▸ **作成内容**:
抜粋に出てくる人名を、登場順にすべて挙げよ。

▸ **提供抜粋**:
原題の『水の通う回路』の方がいいタイトルだと思う:松岡圭祐「バグ」 

先輩から借りた松岡圭祐作品第三弾、「バグ」。今回借りた三冊の中で一番面白かった気がします。
話の発端は、小学生が突然刃物で自分のお腹を突き刺し、自殺をはかるというショッキングなところから始まります。

そして、それはその子だけに留まらず、全国的にあちこちで子供達が自殺をはかるという事象が起きるのです。そして、その子たちが決まって言うのが、黒いコートの男が追いかけてくる、というものでした。もちろんそんな男はいなくて(全国で同時に現れるわけないし)、運ばれた病院で検査しても薬物を投与した形跡もない。

そうしているうちに見つけ出された共通点というのが、フォレスト・コンピュータ・エンターテイメント社のアクセラ4というゲームで遊んだということでした。
そこから、フォレスト・コンピュータ・エンターテイメント社の創業者で社長の桐生に焦点があたって話が進んでいきます。

社員で凄腕のプログラマー津久井が、ライバル社と内通している疑いがあって・・・
と次々に襲ってくる、会社の危機。それに立ち向かうのは、社長としてはちょっと甘いところがある桐生。その桐生の人柄が実に“普通の人”(子供のけんかの仲裁が下手だったりとか)で、親近感がわくためか、ひたすら応援していました。特に、津久井のことを信じたいけれども、信じきれず、それでもなんとか信じよう、という心の揺れの部分は、妙に共感してしまい、そのためか津久井のことを憎みきれずもやはり「津久井、お願いだからお前の心のうちを社長に言ってやれ!」となじりたくなったのでした。

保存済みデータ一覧

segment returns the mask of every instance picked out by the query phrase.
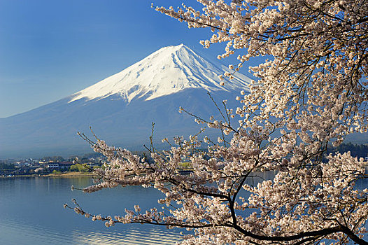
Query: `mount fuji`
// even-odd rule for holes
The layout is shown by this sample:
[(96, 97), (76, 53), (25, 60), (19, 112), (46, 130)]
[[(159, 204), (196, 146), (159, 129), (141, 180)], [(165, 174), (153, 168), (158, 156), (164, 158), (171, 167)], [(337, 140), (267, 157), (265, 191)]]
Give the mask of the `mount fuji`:
[[(247, 90), (250, 79), (236, 73), (225, 85), (218, 75), (226, 66), (181, 44), (160, 49), (140, 62), (94, 85), (55, 102), (0, 118), (0, 158), (78, 154), (89, 146), (76, 135), (90, 126), (108, 144), (143, 150), (154, 138), (195, 134), (193, 118), (178, 113), (179, 106), (208, 119), (217, 102)], [(221, 102), (218, 102), (221, 104)]]

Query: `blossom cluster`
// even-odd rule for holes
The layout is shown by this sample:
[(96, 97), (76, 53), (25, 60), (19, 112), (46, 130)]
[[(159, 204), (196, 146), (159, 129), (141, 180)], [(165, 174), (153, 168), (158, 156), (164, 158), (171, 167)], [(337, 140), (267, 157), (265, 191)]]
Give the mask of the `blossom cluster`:
[[(106, 226), (193, 229), (183, 244), (366, 244), (368, 190), (355, 187), (367, 177), (364, 162), (348, 153), (325, 153), (368, 129), (368, 2), (197, 1), (199, 10), (154, 8), (190, 28), (210, 28), (213, 35), (201, 43), (225, 43), (219, 59), (239, 53), (239, 64), (229, 66), (233, 72), (250, 57), (272, 58), (250, 67), (257, 80), (249, 92), (240, 92), (237, 108), (226, 109), (220, 119), (196, 118), (220, 130), (215, 141), (178, 137), (170, 150), (152, 151), (148, 162), (98, 140), (94, 150), (109, 163), (96, 170), (101, 182), (84, 191), (152, 186), (164, 194), (158, 202), (168, 207), (89, 216)], [(183, 161), (190, 162), (190, 174), (180, 174)], [(260, 178), (269, 172), (274, 178)], [(75, 211), (85, 215), (78, 206)]]

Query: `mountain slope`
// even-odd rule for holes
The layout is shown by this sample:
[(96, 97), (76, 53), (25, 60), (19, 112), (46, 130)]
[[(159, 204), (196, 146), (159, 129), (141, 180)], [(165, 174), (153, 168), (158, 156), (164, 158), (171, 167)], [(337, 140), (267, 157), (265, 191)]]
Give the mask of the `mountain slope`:
[(0, 118), (0, 158), (87, 150), (76, 132), (90, 126), (108, 143), (136, 150), (148, 143), (152, 122), (157, 141), (195, 134), (199, 125), (179, 106), (208, 118), (216, 109), (207, 92), (234, 107), (239, 91), (248, 88), (250, 79), (241, 74), (220, 86), (218, 75), (225, 71), (184, 45), (163, 48), (68, 97)]

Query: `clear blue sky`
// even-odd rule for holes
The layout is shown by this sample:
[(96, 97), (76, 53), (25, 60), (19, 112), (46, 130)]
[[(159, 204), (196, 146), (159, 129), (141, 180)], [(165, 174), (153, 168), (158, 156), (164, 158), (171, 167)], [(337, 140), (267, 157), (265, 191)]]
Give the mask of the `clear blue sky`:
[(222, 52), (220, 46), (204, 50), (199, 43), (208, 29), (189, 29), (151, 2), (181, 4), (0, 0), (0, 118), (64, 98), (164, 46), (183, 43), (213, 57)]

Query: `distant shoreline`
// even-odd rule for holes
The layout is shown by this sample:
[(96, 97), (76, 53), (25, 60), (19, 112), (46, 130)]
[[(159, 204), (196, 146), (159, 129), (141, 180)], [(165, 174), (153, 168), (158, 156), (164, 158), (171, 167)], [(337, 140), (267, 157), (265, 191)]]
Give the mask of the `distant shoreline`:
[(56, 178), (73, 178), (73, 177), (97, 177), (97, 175), (90, 172), (67, 172), (62, 174), (16, 174), (11, 176), (0, 176), (0, 178), (20, 178), (20, 177), (56, 177)]

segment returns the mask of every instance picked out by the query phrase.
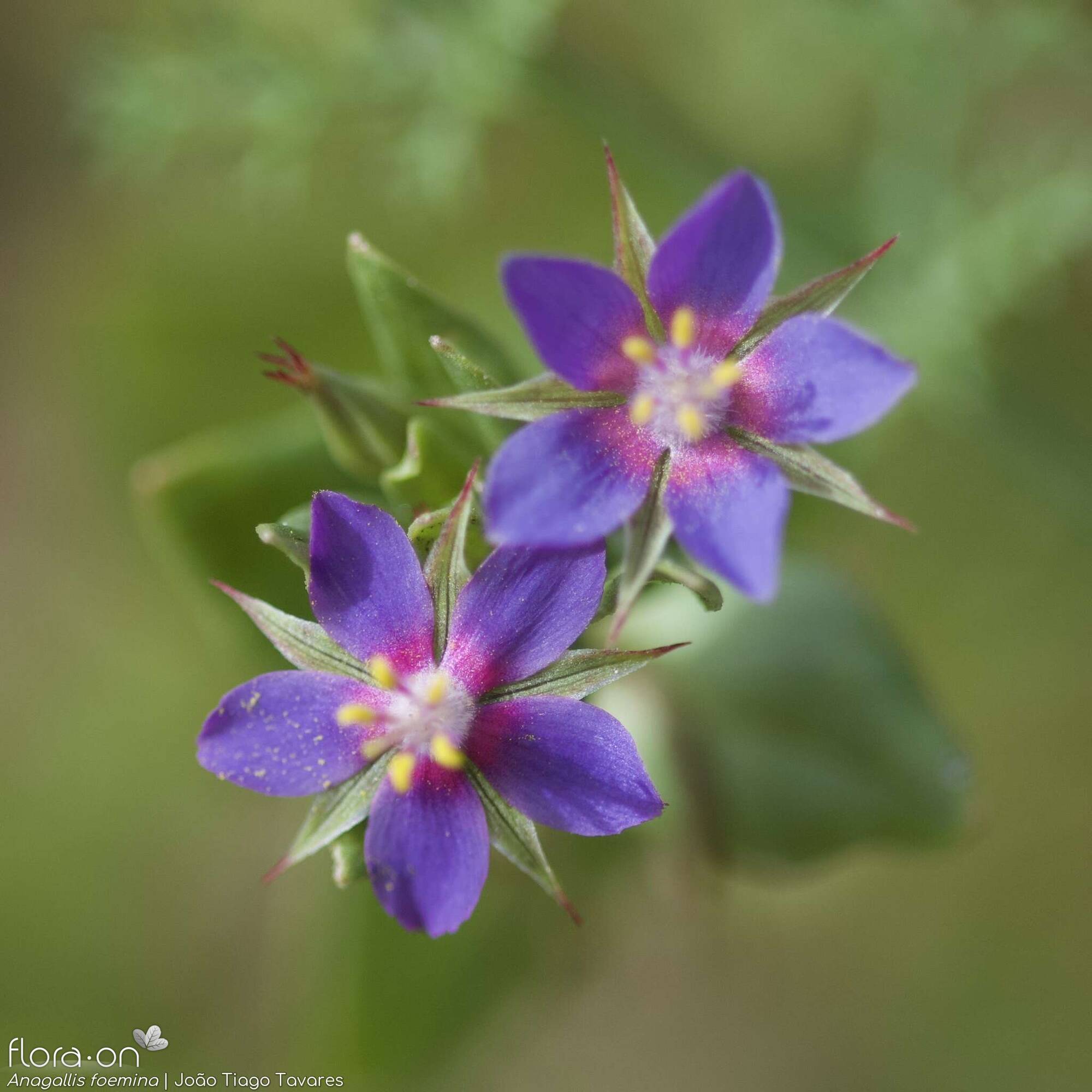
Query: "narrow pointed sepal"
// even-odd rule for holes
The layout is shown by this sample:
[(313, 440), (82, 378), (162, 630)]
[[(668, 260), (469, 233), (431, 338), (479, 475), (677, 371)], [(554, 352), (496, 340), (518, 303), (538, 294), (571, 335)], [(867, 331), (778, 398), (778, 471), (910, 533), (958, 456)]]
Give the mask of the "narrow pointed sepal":
[(670, 453), (665, 451), (652, 472), (644, 502), (626, 524), (626, 544), (621, 573), (618, 579), (618, 600), (607, 644), (616, 644), (637, 597), (652, 577), (672, 536), (672, 520), (664, 506), (664, 490), (670, 476)]
[(535, 824), (522, 811), (517, 811), (505, 800), (472, 762), (466, 764), (466, 774), (485, 808), (492, 847), (520, 871), (530, 876), (575, 925), (580, 925), (580, 915), (561, 890), (561, 885), (558, 883), (554, 869), (546, 859)]
[(771, 299), (758, 317), (758, 321), (747, 332), (734, 351), (737, 359), (743, 359), (758, 347), (759, 343), (773, 333), (787, 319), (804, 311), (830, 314), (857, 286), (860, 278), (894, 246), (899, 236), (888, 239), (882, 246), (851, 262), (843, 269), (827, 273), (802, 285), (795, 292)]
[(578, 390), (547, 372), (511, 387), (426, 399), (422, 405), (464, 410), (507, 420), (538, 420), (562, 410), (603, 408), (621, 405), (625, 401), (621, 394), (614, 391)]
[(803, 443), (774, 443), (740, 428), (729, 429), (729, 435), (740, 447), (776, 463), (790, 486), (797, 492), (809, 492), (814, 497), (832, 500), (835, 505), (852, 508), (874, 520), (893, 523), (903, 531), (916, 530), (909, 520), (873, 500), (848, 471), (815, 448)]

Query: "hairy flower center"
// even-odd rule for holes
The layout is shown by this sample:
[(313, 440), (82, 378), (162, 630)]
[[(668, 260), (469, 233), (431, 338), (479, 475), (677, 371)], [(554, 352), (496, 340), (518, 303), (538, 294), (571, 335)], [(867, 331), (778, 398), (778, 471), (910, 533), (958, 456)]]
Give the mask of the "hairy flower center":
[(395, 749), (388, 769), (400, 793), (410, 788), (414, 767), (424, 755), (448, 769), (462, 767), (460, 748), (474, 720), (474, 699), (466, 688), (439, 668), (400, 677), (382, 656), (373, 656), (368, 667), (377, 684), (391, 691), (390, 701), (383, 709), (351, 702), (337, 710), (342, 727), (373, 729), (361, 748), (365, 758)]
[(697, 443), (724, 424), (729, 389), (739, 378), (735, 360), (722, 360), (695, 344), (695, 329), (693, 312), (680, 307), (672, 318), (668, 344), (627, 337), (621, 346), (641, 366), (630, 419), (670, 448)]

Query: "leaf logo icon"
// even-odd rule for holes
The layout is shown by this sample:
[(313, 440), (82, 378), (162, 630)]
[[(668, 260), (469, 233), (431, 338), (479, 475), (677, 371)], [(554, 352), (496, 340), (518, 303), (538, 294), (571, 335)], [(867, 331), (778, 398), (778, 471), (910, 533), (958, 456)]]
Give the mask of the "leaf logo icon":
[(141, 1031), (140, 1028), (133, 1029), (133, 1038), (144, 1047), (145, 1051), (162, 1051), (166, 1045), (167, 1041), (159, 1034), (159, 1025), (152, 1024), (147, 1031)]

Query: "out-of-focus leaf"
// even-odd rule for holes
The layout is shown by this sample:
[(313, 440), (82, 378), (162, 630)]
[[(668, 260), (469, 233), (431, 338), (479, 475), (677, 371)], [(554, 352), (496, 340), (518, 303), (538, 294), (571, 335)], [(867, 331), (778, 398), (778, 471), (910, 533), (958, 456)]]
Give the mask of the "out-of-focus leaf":
[(790, 567), (775, 608), (741, 606), (661, 674), (719, 860), (810, 860), (960, 829), (966, 759), (891, 633), (826, 570)]
[(376, 685), (367, 667), (331, 640), (318, 622), (285, 614), (284, 610), (228, 587), (227, 584), (217, 583), (216, 586), (242, 607), (250, 620), (293, 667), (300, 670), (334, 672)]
[(596, 690), (617, 682), (632, 672), (639, 670), (653, 660), (668, 652), (685, 648), (680, 644), (664, 644), (658, 649), (639, 652), (621, 652), (617, 649), (573, 649), (566, 652), (549, 667), (518, 682), (508, 682), (488, 691), (479, 699), (483, 703), (511, 701), (513, 698), (530, 698), (553, 693), (565, 698), (586, 698)]
[(526, 873), (579, 925), (580, 915), (561, 890), (546, 859), (535, 824), (505, 800), (472, 762), (466, 763), (466, 773), (485, 808), (494, 848)]
[(346, 473), (375, 480), (397, 461), (407, 413), (394, 405), (382, 388), (365, 376), (345, 376), (312, 364), (286, 341), (277, 339), (281, 355), (260, 353), (271, 379), (299, 391), (314, 407), (331, 458)]
[(364, 863), (364, 823), (345, 831), (330, 844), (333, 881), (342, 889), (352, 887), (368, 875)]
[(652, 472), (652, 484), (644, 502), (626, 524), (626, 544), (621, 573), (618, 578), (618, 600), (607, 643), (614, 644), (637, 597), (652, 575), (672, 536), (672, 521), (664, 507), (664, 489), (670, 474), (670, 453), (665, 451)]
[(741, 359), (752, 352), (759, 343), (786, 319), (804, 311), (817, 311), (819, 314), (830, 314), (843, 299), (856, 287), (860, 278), (894, 246), (899, 236), (888, 239), (864, 258), (844, 269), (827, 273), (802, 285), (787, 296), (776, 296), (762, 308), (758, 321), (747, 335), (736, 346), (733, 356)]
[(254, 531), (266, 546), (281, 550), (288, 560), (307, 572), (310, 568), (309, 536), (287, 523), (259, 523)]
[(641, 301), (649, 333), (663, 340), (664, 325), (649, 299), (649, 292), (644, 285), (656, 244), (644, 226), (644, 221), (637, 211), (637, 205), (633, 204), (629, 190), (622, 183), (610, 149), (604, 144), (603, 151), (607, 161), (607, 181), (610, 183), (610, 223), (614, 229), (615, 269)]
[(732, 438), (748, 451), (775, 462), (784, 471), (788, 484), (799, 492), (810, 492), (814, 497), (833, 500), (836, 505), (844, 505), (855, 512), (870, 515), (874, 520), (893, 523), (904, 531), (914, 530), (909, 520), (873, 500), (848, 471), (842, 470), (838, 463), (831, 462), (815, 448), (798, 443), (774, 443), (741, 428), (728, 431)]
[(621, 405), (622, 402), (622, 395), (614, 391), (579, 391), (547, 372), (512, 387), (427, 399), (423, 404), (442, 410), (466, 410), (508, 420), (537, 420), (562, 410), (601, 408)]
[[(216, 577), (302, 605), (298, 574), (270, 551), (253, 549), (254, 526), (316, 489), (360, 492), (331, 462), (302, 403), (191, 436), (141, 460), (131, 480), (141, 530), (185, 585), (188, 604), (200, 604), (194, 586), (205, 587)], [(209, 624), (216, 616), (202, 610), (198, 619)], [(238, 639), (234, 627), (230, 633)], [(210, 636), (226, 633), (212, 629)]]
[(437, 663), (443, 660), (443, 650), (448, 646), (448, 626), (455, 609), (455, 600), (466, 581), (471, 579), (470, 570), (466, 568), (466, 529), (474, 507), (476, 474), (477, 463), (466, 475), (462, 491), (452, 503), (451, 511), (448, 512), (440, 527), (440, 534), (425, 561), (425, 582), (432, 593), (436, 619), (432, 642)]
[(275, 880), (286, 869), (318, 853), (368, 818), (371, 800), (383, 783), (392, 755), (392, 751), (381, 755), (367, 769), (319, 793), (311, 800), (311, 810), (304, 826), (299, 828), (288, 852), (266, 873), (266, 882)]

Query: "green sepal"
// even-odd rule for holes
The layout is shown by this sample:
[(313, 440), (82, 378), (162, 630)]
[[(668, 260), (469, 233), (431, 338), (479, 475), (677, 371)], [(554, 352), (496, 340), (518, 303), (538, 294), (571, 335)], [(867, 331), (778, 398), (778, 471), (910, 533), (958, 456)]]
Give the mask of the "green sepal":
[(618, 168), (615, 166), (614, 156), (606, 144), (603, 145), (603, 152), (607, 161), (607, 181), (610, 186), (610, 224), (614, 233), (615, 270), (641, 301), (649, 333), (663, 341), (664, 325), (649, 299), (649, 290), (645, 287), (649, 265), (652, 263), (656, 244), (648, 227), (644, 226), (644, 221), (637, 211), (637, 205), (633, 204), (629, 190), (622, 183)]
[(368, 875), (364, 862), (364, 823), (345, 831), (330, 843), (331, 878), (344, 890)]
[(653, 467), (648, 496), (626, 523), (618, 596), (607, 644), (617, 642), (637, 597), (652, 577), (672, 537), (672, 521), (664, 507), (664, 490), (669, 476), (670, 452), (664, 451)]
[(774, 443), (741, 428), (731, 428), (728, 435), (740, 447), (776, 463), (784, 472), (788, 484), (797, 491), (832, 500), (835, 505), (852, 508), (855, 512), (863, 512), (874, 520), (893, 523), (904, 531), (914, 530), (909, 520), (873, 500), (848, 471), (831, 462), (815, 448), (803, 443)]
[(758, 321), (735, 347), (732, 355), (741, 360), (748, 353), (753, 352), (763, 339), (773, 333), (782, 322), (793, 318), (794, 314), (802, 314), (805, 311), (830, 314), (856, 287), (860, 278), (894, 246), (898, 238), (897, 235), (888, 239), (881, 247), (877, 247), (844, 269), (816, 277), (815, 281), (809, 281), (786, 296), (776, 296), (771, 299), (762, 308)]
[(259, 523), (254, 531), (266, 545), (281, 550), (289, 561), (298, 565), (304, 572), (310, 569), (309, 537), (288, 523)]
[(962, 827), (968, 762), (852, 586), (786, 566), (776, 609), (740, 603), (658, 673), (688, 810), (722, 864), (930, 845)]
[(465, 770), (485, 808), (494, 848), (526, 873), (579, 925), (580, 915), (561, 890), (546, 859), (535, 824), (503, 799), (473, 762), (467, 761)]
[(273, 648), (293, 667), (310, 672), (333, 672), (376, 686), (367, 667), (333, 641), (318, 622), (286, 614), (218, 581), (213, 581), (213, 584), (247, 613)]
[(379, 363), (387, 379), (407, 397), (455, 385), (429, 345), (432, 336), (459, 345), (490, 378), (500, 382), (515, 378), (508, 355), (492, 337), (358, 234), (348, 237), (347, 263)]
[(304, 826), (299, 828), (288, 852), (265, 874), (265, 881), (275, 880), (282, 873), (298, 865), (335, 838), (352, 830), (368, 818), (371, 802), (383, 783), (393, 751), (380, 755), (371, 765), (343, 781), (311, 800)]
[(626, 401), (614, 391), (581, 391), (545, 372), (522, 383), (494, 390), (471, 391), (449, 397), (426, 399), (422, 405), (442, 410), (465, 410), (507, 420), (537, 420), (562, 410), (601, 410)]
[(379, 487), (392, 506), (440, 508), (459, 491), (474, 451), (461, 438), (453, 442), (436, 422), (411, 417), (402, 459), (379, 475)]
[(548, 667), (518, 682), (508, 682), (484, 693), (478, 701), (488, 704), (513, 698), (535, 698), (555, 695), (562, 698), (586, 698), (596, 690), (617, 682), (651, 664), (668, 652), (685, 648), (689, 642), (664, 644), (658, 649), (620, 652), (617, 649), (573, 649), (563, 653)]
[(432, 595), (435, 625), (432, 627), (432, 651), (436, 662), (443, 660), (448, 646), (448, 629), (455, 600), (471, 579), (466, 568), (466, 530), (474, 508), (474, 478), (478, 464), (471, 467), (459, 496), (451, 505), (440, 533), (425, 559), (425, 583)]
[[(618, 586), (621, 577), (612, 577), (603, 589), (603, 600), (593, 621), (613, 615), (618, 607)], [(724, 595), (708, 577), (703, 577), (685, 561), (662, 557), (649, 577), (648, 584), (679, 584), (692, 592), (705, 610), (720, 610), (724, 606)], [(648, 584), (645, 586), (648, 586)]]

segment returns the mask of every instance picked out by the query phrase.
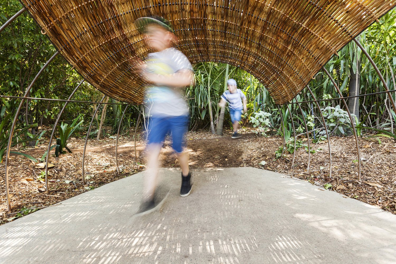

▸ **回答欄**:
松岡圭祐、桐生、津久井